Try it: Please reproduce the data exactly, excluding any pictures it contains.

Dataset entries:
************
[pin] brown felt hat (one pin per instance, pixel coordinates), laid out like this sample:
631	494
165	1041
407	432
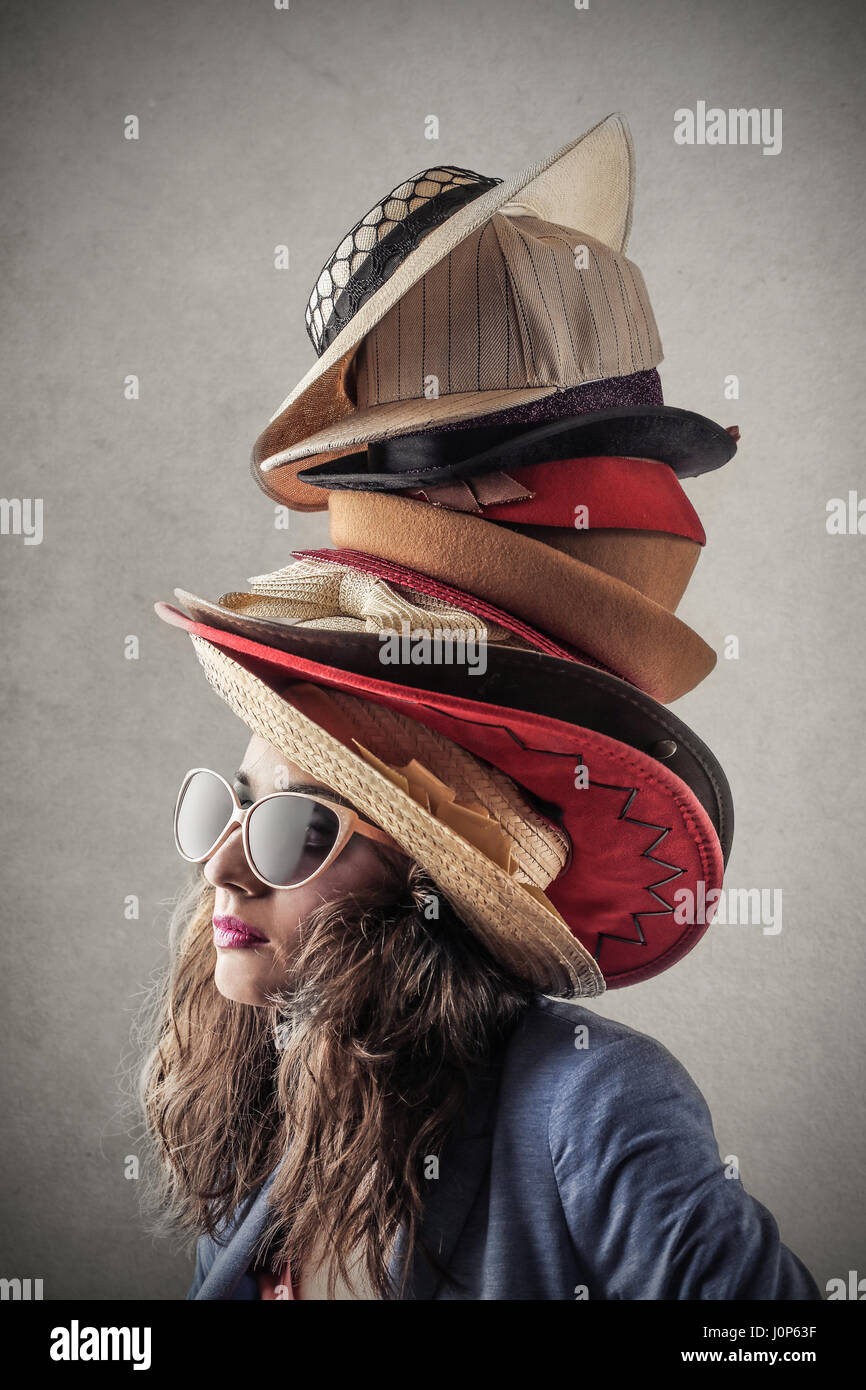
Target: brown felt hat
************
Answer for the task:
[pin] brown felt hat (one pin per instance, pixel coordinates), laid out like this sample:
631	494
165	1041
407	432
Target: brown felt hat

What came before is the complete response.